BEGIN TASK MATERIAL

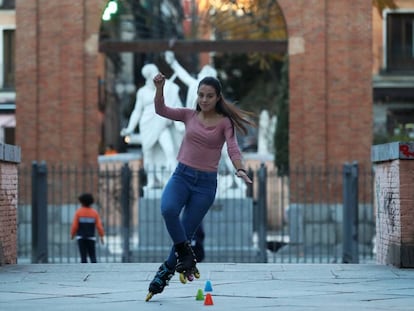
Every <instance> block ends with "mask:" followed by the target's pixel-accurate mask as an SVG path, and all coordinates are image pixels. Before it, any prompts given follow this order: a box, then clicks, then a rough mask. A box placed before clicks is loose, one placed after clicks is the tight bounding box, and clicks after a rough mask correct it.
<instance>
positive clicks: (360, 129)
mask: <svg viewBox="0 0 414 311" xmlns="http://www.w3.org/2000/svg"><path fill="white" fill-rule="evenodd" d="M278 3H279V5H280V7H281V8H282V11H283V14H284V16H285V20H286V24H287V29H288V36H289V49H288V50H289V76H290V77H289V81H290V91H289V97H290V99H289V105H290V107H289V111H290V115H289V117H290V125H289V161H290V165H291V166H292V167H297V166H298V165H300V166H303V165H305V166H311V165H313V166H315V165H317V166H318V167H326V166H329V165H343V164H344V163H345V162H351V161H358V163H359V164H360V165H367V166H369V165H370V152H371V150H370V148H371V145H372V134H371V133H372V85H371V79H372V30H371V29H372V1H367V0H353V1H349V0H335V1H330V0H278Z"/></svg>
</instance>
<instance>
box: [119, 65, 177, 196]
mask: <svg viewBox="0 0 414 311" xmlns="http://www.w3.org/2000/svg"><path fill="white" fill-rule="evenodd" d="M157 73H159V70H158V68H157V66H156V65H154V64H147V65H144V66H143V67H142V70H141V74H142V76H143V77H144V78H145V85H144V86H142V87H141V88H139V89H138V90H137V94H136V101H135V106H134V110H133V111H132V114H131V116H130V118H129V121H128V125H127V127H126V128H123V129H122V130H121V136H128V135H133V133H134V130H135V128H136V127H137V125H138V124H139V131H140V134H139V136H138V141H139V142H140V143H141V146H142V155H143V162H144V168H145V170H146V172H147V174H148V177H147V180H148V183H147V187H148V188H158V187H162V186H163V182H164V180H163V179H166V178H168V177H169V176H165V177H164V178H162V177H161V175H162V174H161V172H159V170H160V169H161V168H162V167H164V168H166V169H167V170H168V171H172V170H173V169H174V168H175V166H176V164H177V163H176V155H177V152H178V148H179V145H180V143H181V140H182V135H183V131H182V130H183V129H182V128H179V126H181V124H180V123H179V122H172V121H171V120H168V119H166V118H163V117H160V116H159V115H157V114H156V113H155V108H154V95H155V85H154V82H153V78H154V77H155V75H156V74H157ZM165 97H166V98H168V101H167V104H168V105H170V106H174V107H180V106H182V103H181V99H180V97H179V87H178V85H177V84H175V83H173V82H171V81H170V80H168V81H166V84H165Z"/></svg>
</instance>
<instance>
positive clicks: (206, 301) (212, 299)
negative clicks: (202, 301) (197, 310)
mask: <svg viewBox="0 0 414 311" xmlns="http://www.w3.org/2000/svg"><path fill="white" fill-rule="evenodd" d="M204 305H205V306H212V305H213V297H211V294H210V293H208V294H207V295H206V299H204Z"/></svg>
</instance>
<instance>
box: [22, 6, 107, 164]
mask: <svg viewBox="0 0 414 311" xmlns="http://www.w3.org/2000/svg"><path fill="white" fill-rule="evenodd" d="M106 2H107V1H105V0H70V1H69V0H61V1H46V0H30V1H26V0H16V24H17V29H18V31H17V33H16V59H17V60H18V61H17V62H16V93H17V97H16V107H17V108H16V121H17V127H16V142H17V144H18V145H19V146H21V148H22V162H23V163H26V164H30V163H31V162H32V161H42V160H45V161H47V162H48V163H53V162H55V163H61V162H71V163H80V164H90V163H96V162H97V156H98V152H99V143H100V138H101V135H100V131H101V124H102V121H101V119H102V116H101V115H100V112H99V110H98V92H97V78H98V76H97V68H98V40H99V38H98V36H99V26H100V22H101V20H100V16H101V12H102V9H103V7H104V6H105V4H106Z"/></svg>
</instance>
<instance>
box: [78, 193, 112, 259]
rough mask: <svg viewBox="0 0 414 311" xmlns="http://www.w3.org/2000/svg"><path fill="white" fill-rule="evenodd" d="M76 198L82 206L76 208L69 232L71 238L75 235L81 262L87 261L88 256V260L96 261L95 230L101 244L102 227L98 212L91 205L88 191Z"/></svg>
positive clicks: (101, 241)
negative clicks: (75, 210) (69, 230)
mask: <svg viewBox="0 0 414 311" xmlns="http://www.w3.org/2000/svg"><path fill="white" fill-rule="evenodd" d="M78 200H79V202H80V204H81V205H82V206H81V207H80V208H79V209H77V211H76V213H75V216H74V218H73V222H72V228H71V232H70V234H71V239H72V240H73V239H74V238H75V236H76V239H77V240H78V246H79V252H80V255H81V262H82V263H87V257H88V256H89V259H90V262H92V263H96V246H95V244H96V236H95V231H96V230H98V234H99V237H100V240H101V243H102V244H103V243H104V239H103V237H104V234H105V232H104V228H103V226H102V222H101V218H100V217H99V214H98V212H97V211H96V210H95V209H93V208H92V207H91V206H92V204H93V203H94V198H93V196H92V195H91V194H90V193H83V194H81V195H80V196H79V197H78Z"/></svg>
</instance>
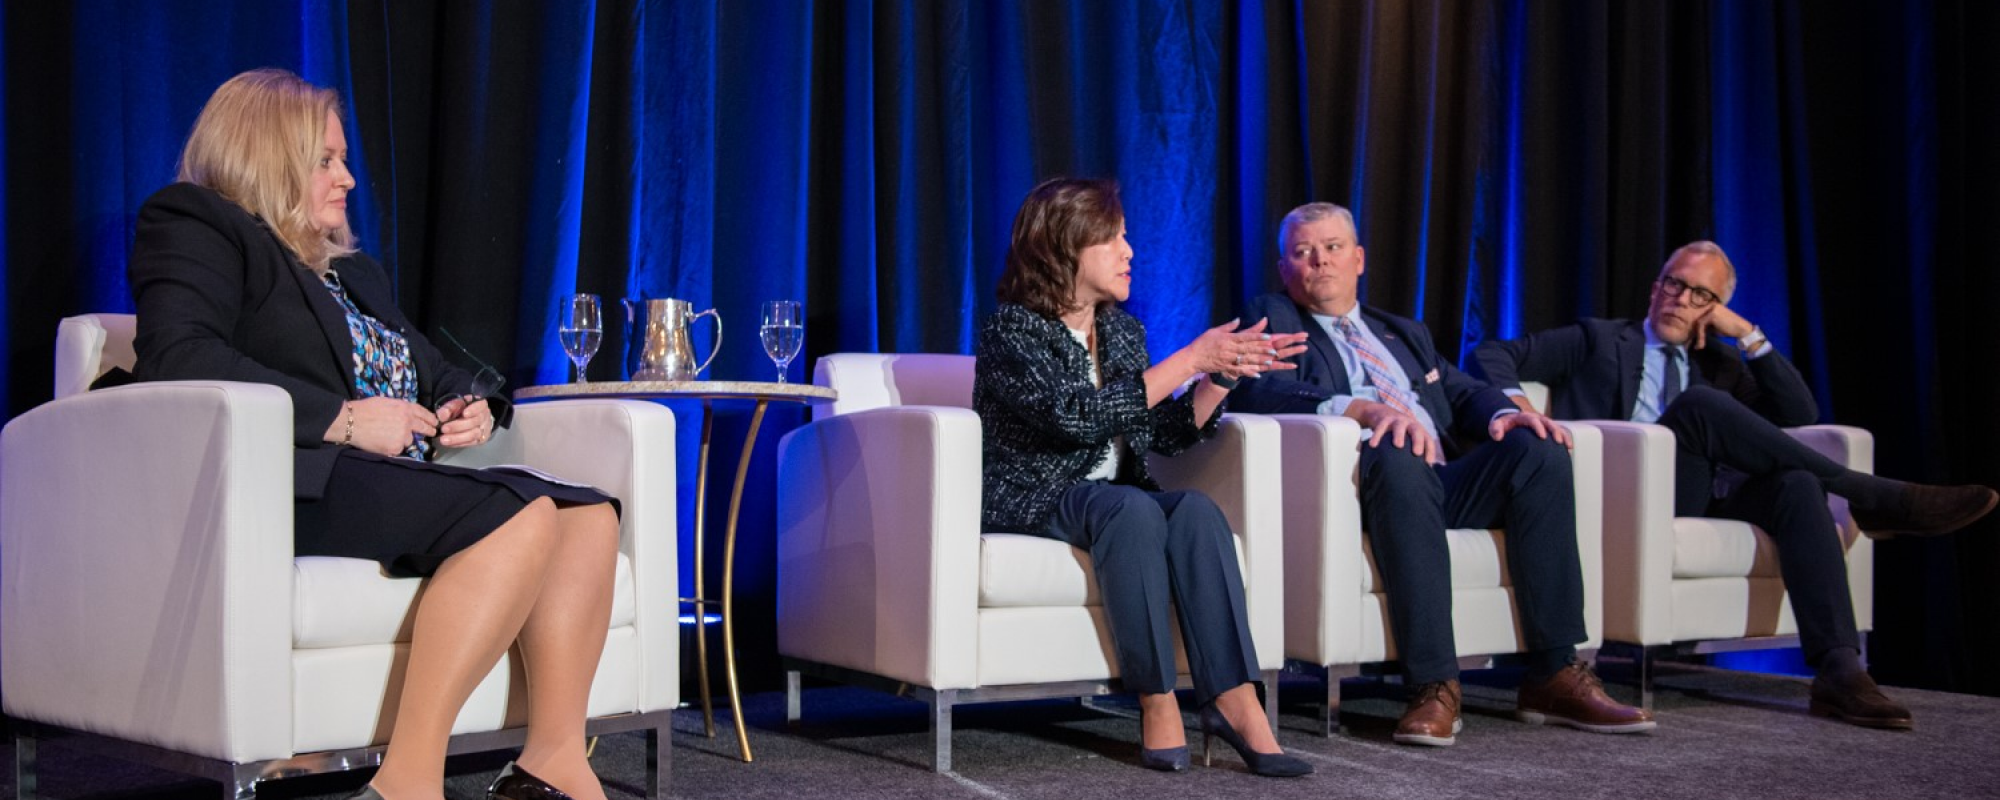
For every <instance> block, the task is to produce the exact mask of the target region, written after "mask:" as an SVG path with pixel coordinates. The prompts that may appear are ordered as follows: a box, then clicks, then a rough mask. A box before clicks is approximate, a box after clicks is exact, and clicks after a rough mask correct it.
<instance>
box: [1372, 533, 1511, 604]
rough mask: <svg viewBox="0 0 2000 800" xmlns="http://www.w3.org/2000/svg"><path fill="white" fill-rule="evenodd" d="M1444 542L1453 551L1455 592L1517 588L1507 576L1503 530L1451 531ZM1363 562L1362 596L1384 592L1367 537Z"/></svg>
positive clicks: (1505, 557) (1452, 557)
mask: <svg viewBox="0 0 2000 800" xmlns="http://www.w3.org/2000/svg"><path fill="white" fill-rule="evenodd" d="M1444 542H1446V546H1448V548H1452V590H1466V588H1502V586H1514V582H1512V578H1508V572H1506V536H1504V534H1502V532H1500V530H1484V528H1452V530H1446V532H1444ZM1362 558H1366V560H1368V572H1366V574H1364V576H1362V594H1374V592H1382V590H1384V588H1382V570H1378V568H1376V564H1374V546H1370V544H1368V536H1362Z"/></svg>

END TASK MATERIAL

EXERCISE BRIEF: Reproduce the records from their start through the line containing "positive clicks: (360, 129)", replacing "rough mask" with "coarse mask" and leaving everything else unchanged. Omit the pictures from your answer.

RESPONSE:
Every <instance> block ends with "mask:" followed by the target's pixel-accurate mask as an SVG path, and all coordinates are image pixels. Before it, any prompts given follow this order: a box, then clicks, then a coarse mask. A box placed before clicks is loose, one placed after clicks is the tight bounding box, and clicks after a coarse mask correct it.
<instance>
positive clicks: (360, 129)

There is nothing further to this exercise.